**What is expected**
Of the entries below, return only those lines from the line with "Target: metal carport structure" to the line with "Target: white parking line", exactly, both included.
Entries supplied: Begin
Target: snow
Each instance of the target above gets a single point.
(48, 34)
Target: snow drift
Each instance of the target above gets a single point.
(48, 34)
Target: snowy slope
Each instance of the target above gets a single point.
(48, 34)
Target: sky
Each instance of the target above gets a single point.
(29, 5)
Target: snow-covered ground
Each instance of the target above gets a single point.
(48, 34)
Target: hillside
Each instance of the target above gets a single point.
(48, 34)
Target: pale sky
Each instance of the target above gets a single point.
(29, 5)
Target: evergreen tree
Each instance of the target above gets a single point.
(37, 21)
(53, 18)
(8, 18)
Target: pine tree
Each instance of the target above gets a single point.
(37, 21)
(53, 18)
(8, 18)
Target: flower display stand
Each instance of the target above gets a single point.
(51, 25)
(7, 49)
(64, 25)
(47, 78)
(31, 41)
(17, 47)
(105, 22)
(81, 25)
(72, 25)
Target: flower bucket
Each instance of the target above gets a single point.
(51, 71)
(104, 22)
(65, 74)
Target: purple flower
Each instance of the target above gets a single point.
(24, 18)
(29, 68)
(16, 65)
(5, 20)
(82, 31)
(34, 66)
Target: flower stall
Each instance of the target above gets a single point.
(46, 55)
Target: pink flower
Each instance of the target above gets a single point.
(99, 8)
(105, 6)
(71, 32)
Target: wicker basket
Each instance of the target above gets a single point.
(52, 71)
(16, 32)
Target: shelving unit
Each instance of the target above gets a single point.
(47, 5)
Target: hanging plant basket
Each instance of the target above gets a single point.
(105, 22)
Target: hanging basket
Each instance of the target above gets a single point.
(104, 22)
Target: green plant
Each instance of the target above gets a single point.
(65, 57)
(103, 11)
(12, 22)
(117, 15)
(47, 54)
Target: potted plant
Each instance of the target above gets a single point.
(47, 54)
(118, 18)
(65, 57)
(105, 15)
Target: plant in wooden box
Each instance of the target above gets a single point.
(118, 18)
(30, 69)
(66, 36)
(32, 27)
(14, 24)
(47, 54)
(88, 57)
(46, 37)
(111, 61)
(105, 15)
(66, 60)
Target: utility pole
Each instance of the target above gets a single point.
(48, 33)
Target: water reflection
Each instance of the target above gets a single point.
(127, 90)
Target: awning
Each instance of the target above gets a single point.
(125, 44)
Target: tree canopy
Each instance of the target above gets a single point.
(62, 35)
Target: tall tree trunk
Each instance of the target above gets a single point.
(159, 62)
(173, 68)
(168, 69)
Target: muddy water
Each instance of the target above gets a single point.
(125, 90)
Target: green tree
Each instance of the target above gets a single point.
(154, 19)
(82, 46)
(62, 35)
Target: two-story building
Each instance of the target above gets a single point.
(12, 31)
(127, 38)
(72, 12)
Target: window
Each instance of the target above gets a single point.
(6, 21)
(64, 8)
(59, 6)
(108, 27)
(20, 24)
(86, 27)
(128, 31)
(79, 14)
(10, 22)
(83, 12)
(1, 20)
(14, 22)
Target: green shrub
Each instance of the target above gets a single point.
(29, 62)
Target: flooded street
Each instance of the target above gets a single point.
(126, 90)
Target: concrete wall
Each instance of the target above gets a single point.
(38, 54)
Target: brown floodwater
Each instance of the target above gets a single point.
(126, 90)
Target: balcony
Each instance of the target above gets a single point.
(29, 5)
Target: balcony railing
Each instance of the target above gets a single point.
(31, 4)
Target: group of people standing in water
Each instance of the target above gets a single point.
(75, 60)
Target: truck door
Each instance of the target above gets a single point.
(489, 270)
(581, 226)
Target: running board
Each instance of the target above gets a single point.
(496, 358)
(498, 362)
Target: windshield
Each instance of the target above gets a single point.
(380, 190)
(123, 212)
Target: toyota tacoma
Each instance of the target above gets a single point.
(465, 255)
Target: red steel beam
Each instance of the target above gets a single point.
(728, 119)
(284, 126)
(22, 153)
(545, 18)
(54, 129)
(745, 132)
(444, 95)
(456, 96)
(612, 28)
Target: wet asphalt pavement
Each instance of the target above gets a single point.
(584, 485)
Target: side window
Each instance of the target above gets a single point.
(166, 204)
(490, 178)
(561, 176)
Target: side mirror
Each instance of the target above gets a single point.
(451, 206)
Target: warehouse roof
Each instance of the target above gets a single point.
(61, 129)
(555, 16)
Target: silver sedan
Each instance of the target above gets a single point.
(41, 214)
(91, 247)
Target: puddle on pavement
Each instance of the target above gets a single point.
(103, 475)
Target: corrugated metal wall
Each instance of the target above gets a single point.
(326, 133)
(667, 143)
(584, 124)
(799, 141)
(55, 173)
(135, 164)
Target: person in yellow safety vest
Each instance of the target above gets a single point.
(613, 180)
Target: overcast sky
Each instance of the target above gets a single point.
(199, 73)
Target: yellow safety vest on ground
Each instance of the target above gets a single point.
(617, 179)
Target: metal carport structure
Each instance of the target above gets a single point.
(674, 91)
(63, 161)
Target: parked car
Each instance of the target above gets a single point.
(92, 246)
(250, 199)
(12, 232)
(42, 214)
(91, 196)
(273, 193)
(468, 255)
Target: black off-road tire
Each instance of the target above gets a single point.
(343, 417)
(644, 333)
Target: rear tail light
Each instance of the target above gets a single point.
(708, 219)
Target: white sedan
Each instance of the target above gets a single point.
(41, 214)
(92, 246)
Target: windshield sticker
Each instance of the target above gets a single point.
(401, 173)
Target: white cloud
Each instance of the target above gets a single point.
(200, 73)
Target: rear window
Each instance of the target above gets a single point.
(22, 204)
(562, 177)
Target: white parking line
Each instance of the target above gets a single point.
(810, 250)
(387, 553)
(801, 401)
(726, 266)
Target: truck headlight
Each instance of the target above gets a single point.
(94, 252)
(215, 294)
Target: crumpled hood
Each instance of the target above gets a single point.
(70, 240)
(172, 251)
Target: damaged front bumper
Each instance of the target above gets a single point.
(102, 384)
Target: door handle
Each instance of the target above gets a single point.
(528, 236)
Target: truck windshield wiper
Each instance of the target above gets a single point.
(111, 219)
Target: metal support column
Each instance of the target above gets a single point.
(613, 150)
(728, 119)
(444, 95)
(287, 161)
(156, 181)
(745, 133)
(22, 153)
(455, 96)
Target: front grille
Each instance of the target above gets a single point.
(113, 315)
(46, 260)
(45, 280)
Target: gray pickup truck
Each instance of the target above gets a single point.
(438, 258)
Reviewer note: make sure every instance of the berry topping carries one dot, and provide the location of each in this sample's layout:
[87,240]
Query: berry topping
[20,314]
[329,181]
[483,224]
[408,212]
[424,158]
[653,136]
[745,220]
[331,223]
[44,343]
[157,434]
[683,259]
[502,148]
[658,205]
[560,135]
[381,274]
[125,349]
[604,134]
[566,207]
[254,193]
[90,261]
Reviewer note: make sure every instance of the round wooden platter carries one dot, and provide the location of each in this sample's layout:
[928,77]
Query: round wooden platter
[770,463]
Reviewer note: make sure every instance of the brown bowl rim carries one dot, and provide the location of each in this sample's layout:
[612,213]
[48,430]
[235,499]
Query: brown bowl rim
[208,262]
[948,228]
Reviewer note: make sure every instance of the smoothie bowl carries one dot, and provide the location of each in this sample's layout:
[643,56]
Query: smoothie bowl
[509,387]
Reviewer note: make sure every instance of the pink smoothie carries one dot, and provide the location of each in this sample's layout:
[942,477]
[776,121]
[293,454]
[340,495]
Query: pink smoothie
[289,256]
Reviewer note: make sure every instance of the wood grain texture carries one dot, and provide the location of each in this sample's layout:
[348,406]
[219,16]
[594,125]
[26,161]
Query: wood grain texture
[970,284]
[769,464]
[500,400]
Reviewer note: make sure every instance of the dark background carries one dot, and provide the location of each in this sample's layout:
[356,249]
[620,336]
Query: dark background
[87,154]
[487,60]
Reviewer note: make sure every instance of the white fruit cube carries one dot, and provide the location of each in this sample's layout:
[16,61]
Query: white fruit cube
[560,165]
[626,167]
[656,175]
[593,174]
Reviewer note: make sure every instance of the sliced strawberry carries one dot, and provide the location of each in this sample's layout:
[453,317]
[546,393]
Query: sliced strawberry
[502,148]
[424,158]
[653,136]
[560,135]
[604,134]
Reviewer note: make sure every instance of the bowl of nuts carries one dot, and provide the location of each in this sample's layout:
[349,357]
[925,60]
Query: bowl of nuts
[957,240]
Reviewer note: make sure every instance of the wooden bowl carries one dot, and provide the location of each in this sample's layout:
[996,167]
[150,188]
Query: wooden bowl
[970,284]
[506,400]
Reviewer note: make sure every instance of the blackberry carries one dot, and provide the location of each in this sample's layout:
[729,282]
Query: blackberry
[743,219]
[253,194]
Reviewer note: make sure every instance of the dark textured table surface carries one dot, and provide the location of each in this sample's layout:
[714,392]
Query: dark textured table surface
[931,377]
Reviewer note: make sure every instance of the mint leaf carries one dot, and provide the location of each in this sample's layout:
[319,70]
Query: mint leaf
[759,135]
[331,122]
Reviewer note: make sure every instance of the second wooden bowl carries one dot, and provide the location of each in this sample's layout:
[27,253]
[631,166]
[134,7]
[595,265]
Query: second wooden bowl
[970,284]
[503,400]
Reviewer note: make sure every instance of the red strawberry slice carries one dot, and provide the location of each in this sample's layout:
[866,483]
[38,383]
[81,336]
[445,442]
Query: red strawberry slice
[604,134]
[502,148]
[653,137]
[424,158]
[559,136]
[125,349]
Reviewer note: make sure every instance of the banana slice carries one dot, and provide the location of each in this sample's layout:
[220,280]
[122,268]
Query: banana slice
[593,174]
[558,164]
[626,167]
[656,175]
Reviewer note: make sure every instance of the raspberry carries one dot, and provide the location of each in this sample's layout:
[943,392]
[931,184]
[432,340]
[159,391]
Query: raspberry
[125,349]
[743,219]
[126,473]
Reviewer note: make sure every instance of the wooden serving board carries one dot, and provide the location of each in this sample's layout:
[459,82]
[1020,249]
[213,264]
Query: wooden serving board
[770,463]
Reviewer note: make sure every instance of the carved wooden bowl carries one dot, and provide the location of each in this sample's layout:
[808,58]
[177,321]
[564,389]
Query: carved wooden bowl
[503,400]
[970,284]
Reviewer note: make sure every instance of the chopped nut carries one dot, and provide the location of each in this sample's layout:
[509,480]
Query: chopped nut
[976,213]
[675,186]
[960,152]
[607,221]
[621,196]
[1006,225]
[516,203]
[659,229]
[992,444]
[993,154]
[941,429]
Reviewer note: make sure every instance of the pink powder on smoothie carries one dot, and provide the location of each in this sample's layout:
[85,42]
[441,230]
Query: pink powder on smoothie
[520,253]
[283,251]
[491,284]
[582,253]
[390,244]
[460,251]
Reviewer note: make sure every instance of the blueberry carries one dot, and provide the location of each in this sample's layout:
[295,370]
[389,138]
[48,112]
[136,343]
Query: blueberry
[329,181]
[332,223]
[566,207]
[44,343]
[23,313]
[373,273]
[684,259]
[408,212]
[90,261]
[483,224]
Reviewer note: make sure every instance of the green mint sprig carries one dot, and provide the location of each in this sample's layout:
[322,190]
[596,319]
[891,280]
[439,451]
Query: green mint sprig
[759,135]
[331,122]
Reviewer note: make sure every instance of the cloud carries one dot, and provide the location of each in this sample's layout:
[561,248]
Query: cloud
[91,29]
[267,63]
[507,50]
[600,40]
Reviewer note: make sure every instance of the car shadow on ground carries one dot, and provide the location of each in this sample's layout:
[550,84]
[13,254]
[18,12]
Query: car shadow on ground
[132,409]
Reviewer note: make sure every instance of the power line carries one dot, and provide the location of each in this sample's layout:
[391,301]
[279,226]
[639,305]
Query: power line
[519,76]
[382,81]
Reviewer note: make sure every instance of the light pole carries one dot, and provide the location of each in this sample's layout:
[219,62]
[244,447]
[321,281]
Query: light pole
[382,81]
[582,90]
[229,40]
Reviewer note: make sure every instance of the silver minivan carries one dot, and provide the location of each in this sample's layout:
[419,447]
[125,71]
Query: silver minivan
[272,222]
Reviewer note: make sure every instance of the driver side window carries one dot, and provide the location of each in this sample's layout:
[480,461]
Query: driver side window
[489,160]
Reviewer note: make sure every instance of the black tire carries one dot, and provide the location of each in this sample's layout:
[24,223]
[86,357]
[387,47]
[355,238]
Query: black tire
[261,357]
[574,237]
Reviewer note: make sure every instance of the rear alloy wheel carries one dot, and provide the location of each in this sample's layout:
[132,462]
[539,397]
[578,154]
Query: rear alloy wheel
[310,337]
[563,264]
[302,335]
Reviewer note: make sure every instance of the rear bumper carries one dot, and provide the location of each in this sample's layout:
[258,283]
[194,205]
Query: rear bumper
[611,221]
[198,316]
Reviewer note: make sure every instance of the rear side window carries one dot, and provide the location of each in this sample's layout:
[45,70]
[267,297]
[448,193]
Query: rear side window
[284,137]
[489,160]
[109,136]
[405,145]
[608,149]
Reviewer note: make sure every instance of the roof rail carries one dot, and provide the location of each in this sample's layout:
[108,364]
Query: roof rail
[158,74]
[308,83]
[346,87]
Entries supplied: End
**Task response**
Target: metal carport structure
Each instance of the target above gets a single point.
(674, 91)
(63, 161)
Target: parked car
Each instance of the target above gets a single point.
(92, 246)
(250, 199)
(12, 232)
(42, 214)
(91, 196)
(273, 193)
(468, 255)
Target: black off-road tire
Each instance of the target above gets a single point.
(343, 417)
(644, 333)
Target: rear tail light
Each instance of the target above gets a single point.
(708, 219)
Target: white sedan
Each instance of the target above gets a single point.
(41, 214)
(92, 246)
Target: windshield sticker
Each instance of the target above gets a single point.
(401, 173)
Target: white cloud
Each instance of the target above gets a single point.
(200, 73)
Target: rear window
Each instance of the target above gets a single point.
(22, 204)
(562, 177)
Target: white parking line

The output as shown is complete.